WRITTEN REQUEST: The data below should be printed in full, exactly, and without any of its images.

(Location labeling records)
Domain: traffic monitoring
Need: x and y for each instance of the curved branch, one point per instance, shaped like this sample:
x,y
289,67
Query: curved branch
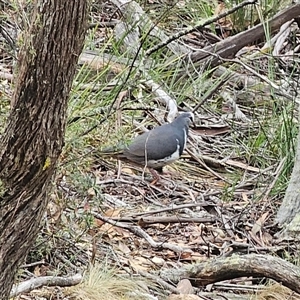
x,y
238,266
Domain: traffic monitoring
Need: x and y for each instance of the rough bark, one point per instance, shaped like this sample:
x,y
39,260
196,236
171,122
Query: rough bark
x,y
34,136
288,214
220,269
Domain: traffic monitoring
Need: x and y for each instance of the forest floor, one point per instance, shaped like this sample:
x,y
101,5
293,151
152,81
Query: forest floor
x,y
219,200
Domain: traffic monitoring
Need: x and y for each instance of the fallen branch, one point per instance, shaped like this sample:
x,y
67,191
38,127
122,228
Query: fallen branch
x,y
143,221
212,55
35,283
141,233
220,269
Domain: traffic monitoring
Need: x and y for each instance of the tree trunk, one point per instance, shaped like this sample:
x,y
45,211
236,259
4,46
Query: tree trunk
x,y
34,136
288,214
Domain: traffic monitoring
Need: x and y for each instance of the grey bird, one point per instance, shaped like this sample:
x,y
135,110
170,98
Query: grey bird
x,y
160,146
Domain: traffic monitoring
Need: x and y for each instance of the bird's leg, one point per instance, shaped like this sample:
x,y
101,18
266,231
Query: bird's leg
x,y
155,175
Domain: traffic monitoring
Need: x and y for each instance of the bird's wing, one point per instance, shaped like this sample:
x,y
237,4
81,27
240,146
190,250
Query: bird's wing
x,y
156,144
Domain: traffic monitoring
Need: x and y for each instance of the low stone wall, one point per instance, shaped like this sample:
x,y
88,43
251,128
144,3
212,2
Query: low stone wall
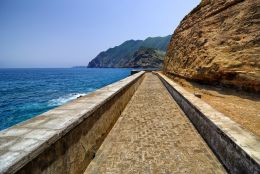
x,y
65,139
237,149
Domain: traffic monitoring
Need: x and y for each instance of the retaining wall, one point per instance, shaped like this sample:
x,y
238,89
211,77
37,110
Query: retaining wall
x,y
236,148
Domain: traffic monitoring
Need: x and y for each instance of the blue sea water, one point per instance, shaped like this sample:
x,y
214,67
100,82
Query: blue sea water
x,y
25,93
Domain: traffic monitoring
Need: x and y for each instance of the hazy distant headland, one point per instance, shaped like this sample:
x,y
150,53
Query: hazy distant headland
x,y
148,53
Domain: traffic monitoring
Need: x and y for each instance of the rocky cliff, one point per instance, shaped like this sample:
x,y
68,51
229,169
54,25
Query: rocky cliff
x,y
120,56
218,42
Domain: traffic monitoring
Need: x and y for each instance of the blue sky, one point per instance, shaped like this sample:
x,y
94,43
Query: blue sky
x,y
65,33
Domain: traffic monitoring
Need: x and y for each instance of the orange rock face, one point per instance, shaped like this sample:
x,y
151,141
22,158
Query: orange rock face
x,y
218,42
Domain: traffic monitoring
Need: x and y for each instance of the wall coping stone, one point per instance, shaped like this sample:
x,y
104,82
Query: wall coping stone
x,y
23,142
245,140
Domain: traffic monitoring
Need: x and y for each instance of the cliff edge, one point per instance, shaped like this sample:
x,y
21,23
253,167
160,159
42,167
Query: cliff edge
x,y
218,42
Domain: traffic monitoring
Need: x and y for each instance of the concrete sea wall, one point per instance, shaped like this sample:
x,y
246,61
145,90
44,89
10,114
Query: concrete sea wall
x,y
65,139
236,148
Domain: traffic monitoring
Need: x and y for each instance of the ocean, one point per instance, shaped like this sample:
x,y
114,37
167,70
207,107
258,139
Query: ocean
x,y
26,93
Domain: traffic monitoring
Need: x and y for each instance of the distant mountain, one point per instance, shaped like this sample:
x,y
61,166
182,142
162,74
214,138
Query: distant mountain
x,y
146,58
124,54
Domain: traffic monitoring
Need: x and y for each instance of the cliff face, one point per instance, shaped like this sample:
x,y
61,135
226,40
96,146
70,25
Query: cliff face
x,y
219,41
120,56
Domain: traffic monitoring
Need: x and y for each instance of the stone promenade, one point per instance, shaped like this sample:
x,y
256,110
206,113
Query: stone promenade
x,y
154,136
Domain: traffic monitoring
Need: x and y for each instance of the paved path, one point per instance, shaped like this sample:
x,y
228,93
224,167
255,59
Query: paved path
x,y
153,136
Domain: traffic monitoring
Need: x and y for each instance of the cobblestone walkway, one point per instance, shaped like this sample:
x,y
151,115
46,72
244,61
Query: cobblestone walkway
x,y
153,136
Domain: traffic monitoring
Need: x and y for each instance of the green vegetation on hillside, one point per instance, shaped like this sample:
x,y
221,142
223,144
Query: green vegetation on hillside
x,y
124,54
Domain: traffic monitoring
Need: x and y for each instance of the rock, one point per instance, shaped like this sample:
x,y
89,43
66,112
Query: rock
x,y
197,94
218,42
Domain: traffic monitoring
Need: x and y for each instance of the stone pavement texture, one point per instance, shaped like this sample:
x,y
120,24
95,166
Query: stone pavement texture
x,y
153,136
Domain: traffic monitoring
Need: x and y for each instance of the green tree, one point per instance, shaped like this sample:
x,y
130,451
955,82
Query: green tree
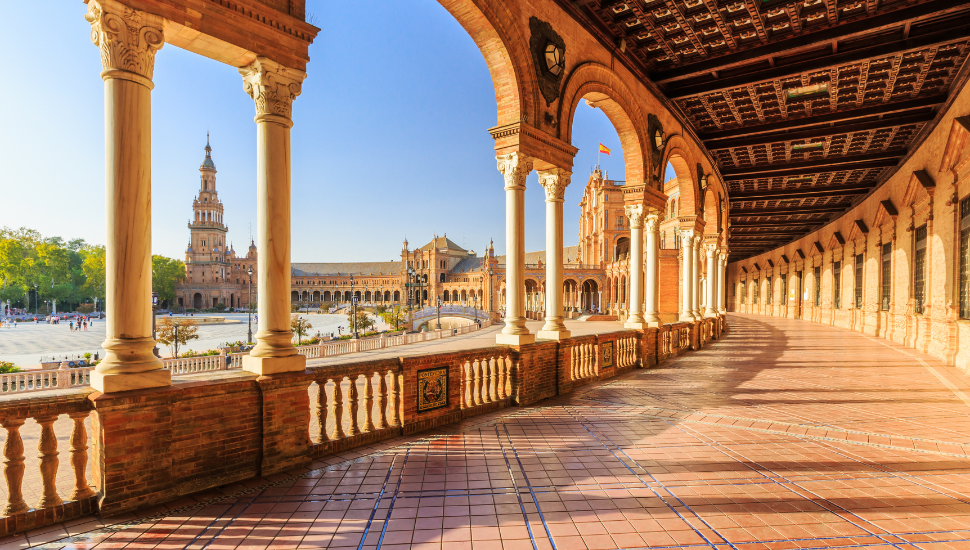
x,y
165,273
300,327
175,333
396,316
361,323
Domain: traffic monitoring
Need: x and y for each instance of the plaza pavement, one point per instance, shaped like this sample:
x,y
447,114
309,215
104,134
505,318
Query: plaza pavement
x,y
784,434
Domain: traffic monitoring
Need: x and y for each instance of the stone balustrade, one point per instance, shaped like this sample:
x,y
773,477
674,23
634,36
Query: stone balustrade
x,y
154,445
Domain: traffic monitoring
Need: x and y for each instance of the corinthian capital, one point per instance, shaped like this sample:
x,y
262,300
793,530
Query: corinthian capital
x,y
127,38
554,182
515,167
634,213
272,86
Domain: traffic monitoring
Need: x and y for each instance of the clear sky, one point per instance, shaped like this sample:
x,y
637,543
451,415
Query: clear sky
x,y
390,137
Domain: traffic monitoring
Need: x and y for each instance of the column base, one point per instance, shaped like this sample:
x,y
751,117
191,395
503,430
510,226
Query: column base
x,y
110,382
515,339
274,365
554,334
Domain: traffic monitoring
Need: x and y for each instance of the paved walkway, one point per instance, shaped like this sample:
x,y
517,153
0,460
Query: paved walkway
x,y
785,434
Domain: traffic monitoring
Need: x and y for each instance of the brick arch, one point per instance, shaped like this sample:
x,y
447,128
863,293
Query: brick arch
x,y
506,52
606,89
678,153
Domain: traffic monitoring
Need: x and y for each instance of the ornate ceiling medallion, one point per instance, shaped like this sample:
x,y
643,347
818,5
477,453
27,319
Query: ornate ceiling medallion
x,y
549,58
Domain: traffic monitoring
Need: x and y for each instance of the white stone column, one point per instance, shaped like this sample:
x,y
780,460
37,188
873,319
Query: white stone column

COMPLETE RESPONSE:
Domain: traffic monitoring
Need: x and y for each instance of the curved branch, one point per instance, shaped like this sample:
x,y
289,67
Query: curved branch
x,y
238,266
Domain: traffic monitoring
Need: x and y for each instance of the rough bark, one point per instance, shaped like this sample:
x,y
39,260
196,236
171,122
Query: rough bark
x,y
34,136
288,214
220,269
Domain: traffic monitoring
Need: x and y for each instance of the forest floor, one point per instance, shaped like this sample:
x,y
101,5
293,151
152,81
Query: forest floor
x,y
219,200
Domain: traffic monitoring
Need: x and y for each instance of the fallen branch, one point per instance, shaped like this sample:
x,y
67,191
38,127
122,228
Query: fallen branch
x,y
143,221
212,55
35,283
141,233
220,269
Domain: traffic monitoring
Need: x and y for each instance of the tree trunk, one point per instance, shaped like this sample:
x,y
45,211
236,259
4,46
Query: tree trunk
x,y
34,136
288,214
Domain: traffic monitoring
Need: x and y for each instance of the grey bird, one point per instance, shaped like this sample:
x,y
135,110
170,98
Query: grey bird
x,y
160,146
Domain: traffic monitoring
Need: x and y for each instance of the bird's leg, one point per instance, shaped like this sample:
x,y
101,18
266,231
Query: bird's leg
x,y
155,175
Domain: traffic monitoring
Need: x and y for each instance of the bird's wing, one point per instance, shaped like this sample:
x,y
237,4
81,27
240,146
190,250
Query: bird's wing
x,y
156,144
Domain: traffic monitoring
Need: x and y for each instance of the low stone wall, one point per instance, shaped like this sample:
x,y
88,43
251,128
144,3
212,2
Query: low stone wall
x,y
65,139
237,149
Domain: traffic monitoring
Need: x and y for each instance of the retaining wall, one point per instance, shaped like this sample:
x,y
238,89
211,77
37,110
Query: retaining wall
x,y
236,148
Domain: traffic monitoring
Need: x and y for each instance of the blue sea water, one point per instance, shaped like this sample:
x,y
214,67
100,82
Query: blue sea water
x,y
25,93
Domain: traffic monitoring
Need: x and y for each instance of the hazy distant headland, one point per instance, shaped like this sample:
x,y
150,53
Query: hazy distant headland
x,y
148,53
Domain: traffic monitoring
Need: x and y for each instance of the rocky cliff, one point per instance, shaped like this sample:
x,y
68,51
229,169
54,25
Query: rocky cliff
x,y
120,56
218,42
Domain: traffic monitoring
Need: x and y for each instance of the blue sky, one point per instance, shaped like this sample:
x,y
94,43
Query: blue sky
x,y
65,33
Domain: traffic monitoring
Need: x and y for each instance of the orange rock face, one point per instance, shaped like this sample:
x,y
151,141
22,158
Query: orange rock face
x,y
218,42
Domain: traffic monitoring
Need: x and y for each instance of the wall coping stone, one point per instance, shaped like this sample:
x,y
104,82
Query: wall coping stone
x,y
23,142
245,140
Domain: traffic monitoring
Need: x and y for each instance of the cliff edge, one point per instance, shaped like this sample:
x,y
21,23
253,167
160,159
42,167
Query: cliff edge
x,y
218,42
Domain: traffic monitoring
Need: x and y for each instance of the concrete sea wall, one point per instance, shaped like this sample:
x,y
246,61
145,90
44,89
10,114
Query: concrete sea wall
x,y
65,139
236,148
Domain: traffic monitoring
Need: x and y for each instance of the ocean, one point per instance, shaped like this sample:
x,y
114,37
167,70
207,107
258,139
Query: ocean
x,y
26,93
Domain: traffic monitoring
Need: x and y for each instance of the distant mountain, one point per instance, shaped like this sample:
x,y
61,166
182,142
162,74
214,138
Query: distant mountain
x,y
146,58
124,54
Domain: traffic monitoring
Need: x and y for each instance of the cliff face, one point per instance, shaped like this sample:
x,y
61,135
226,40
96,146
70,25
Query: cliff face
x,y
219,41
120,56
Domain: traffic monitoring
Need: x and y for each instance of the stone promenade, one point per instance, shaped like this sample:
x,y
256,110
206,113
Query: stone promenade
x,y
154,136
Domain: traffic monitoring
Need: x and y for each instance of the paved path, one point per instance, shaped like this sample:
x,y
228,93
224,167
255,59
Query: paved path
x,y
153,136
Domain: traffic monitoring
Need: x and y for each instance of the cobblestone walkway, one point per instance, shaped like this sample:
x,y
151,115
46,72
244,61
Query: cobblestone walkway
x,y
153,136
Domain: traffic monitoring
Need: x and y for each instance of the green vegetation on hillside, one point per instance, shaped like this sample:
x,y
221,142
223,144
Query: green vegetation on hillside
x,y
124,54
Domain: traffic monitoring
Need: x and y for each instance of the rock, one point per instance, shaped like this sample:
x,y
89,43
66,112
Query: rock
x,y
197,94
218,42
Domain: traffic monitoring
Need: x and y for each instance of the stone pavement texture, one point per instance, shaped like this sample:
x,y
120,24
95,166
Query: stone pavement texture
x,y
153,136
Domain: traffic monitoring
Need: x and y for each instance of the green tree, one point per instance, shaped like this sample:
x,y
130,451
955,82
Query: green tree
x,y
165,273
300,327
175,333
396,316
361,323
Domain: traffic monitoring
Need: x and y for each instance of the plaza pavement, one point per instance, shaped like this sample:
x,y
447,114
309,215
104,134
505,318
Query: plaza pavement
x,y
784,434
Domain: traffic monitoring
Need: x and y for each instance of the stone balustrade, one point per instance, shaped like this sample:
x,y
773,477
674,23
634,36
Query: stone balustrade
x,y
154,445
Domain: traffic monitoring
Need: x and y for each instance of the corinthian capital, one point per instance, shaped like this sample:
x,y
262,300
793,530
Query: corinthian capital
x,y
127,38
554,182
515,167
634,213
272,86
Domain: traffic monitoring
Need: x and y for each instance of the clear sky, one point per instance, shaped like this sample:
x,y
637,543
451,415
Query: clear sky
x,y
390,137
Domain: traffic monitoring
Need: x and y for each instance of the column base, one point per instance, shaped like this sample:
x,y
751,117
191,395
503,430
510,226
Query: column base
x,y
110,382
515,339
274,365
554,334
Domain: traffic monitoring
Need: x and y for each instance of the paved walkway, one point per instance, shaped like this sample:
x,y
517,153
0,460
Query: paved walkway
x,y
785,434
Domain: traffic monitoring
Need: x and y for each instance of the brick arch, one point per instance, shaped like this sample:
x,y
447,128
863,293
Query: brick arch
x,y
506,52
606,89
678,153
Domain: traffic monitoring
Need: x and y for each instance of the ornate ceiling medallion, one point per instance, shaped like this sample:
x,y
643,347
818,5
477,453
27,319
Query: ornate ceiling medallion
x,y
549,58
Domain: traffic monitoring
Need: x and y for each instance of the white stone column, one point per instance, shaped like this sample:
x,y
780,460
37,188
873,319
Query: white stone column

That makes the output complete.